[Object outline annotations]
• • • • •

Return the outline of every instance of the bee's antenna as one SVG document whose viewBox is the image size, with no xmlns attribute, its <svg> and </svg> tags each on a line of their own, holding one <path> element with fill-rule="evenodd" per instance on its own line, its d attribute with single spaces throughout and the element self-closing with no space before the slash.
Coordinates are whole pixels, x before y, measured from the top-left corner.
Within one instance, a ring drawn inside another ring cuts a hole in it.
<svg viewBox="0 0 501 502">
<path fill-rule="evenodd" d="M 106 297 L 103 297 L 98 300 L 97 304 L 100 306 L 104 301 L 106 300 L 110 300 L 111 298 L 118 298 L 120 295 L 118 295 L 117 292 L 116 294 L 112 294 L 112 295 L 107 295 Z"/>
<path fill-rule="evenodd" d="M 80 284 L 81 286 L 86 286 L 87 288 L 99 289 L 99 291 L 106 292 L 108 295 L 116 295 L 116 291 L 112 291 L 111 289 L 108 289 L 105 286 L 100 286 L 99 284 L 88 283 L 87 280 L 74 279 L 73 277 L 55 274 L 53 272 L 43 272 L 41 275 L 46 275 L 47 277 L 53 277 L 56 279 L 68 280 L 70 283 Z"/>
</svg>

• • • • •

(Task directions):
Lay out every line of the records as a Markdown table with the columns Row and Line, numbering each line and leaving out blank lines.

(The completed task):
| Row | Line |
|---|---|
| 1 | Return the outline of every instance of the bee's antenna as one SVG document whose viewBox is the image size, with no xmlns attribute, its <svg> and </svg> tags each on a line of their own, holding one <path> element with fill-rule="evenodd" per instance on its own line, its d attribute with single spaces throughout and the element self-closing with no space before the slash. |
| 2 | Coordinates are whole pixels, x before y, measured from the top-left corner. |
| 3 | Within one instance, a ring drawn inside another ring cuts a hole in it. |
| 4 | <svg viewBox="0 0 501 502"> |
| 5 | <path fill-rule="evenodd" d="M 106 297 L 103 297 L 98 300 L 97 304 L 100 306 L 104 301 L 106 300 L 110 300 L 111 298 L 118 298 L 120 295 L 118 295 L 117 292 L 116 294 L 112 294 L 112 295 L 107 295 Z"/> |
| 6 | <path fill-rule="evenodd" d="M 80 284 L 81 286 L 86 286 L 87 288 L 99 289 L 99 291 L 106 292 L 108 295 L 116 295 L 116 291 L 112 291 L 111 289 L 108 289 L 105 286 L 100 286 L 99 284 L 88 283 L 87 280 L 74 279 L 73 277 L 55 274 L 53 272 L 43 272 L 41 275 L 46 275 L 47 277 L 53 277 L 56 279 L 68 280 L 70 283 Z"/> |
| 7 | </svg> |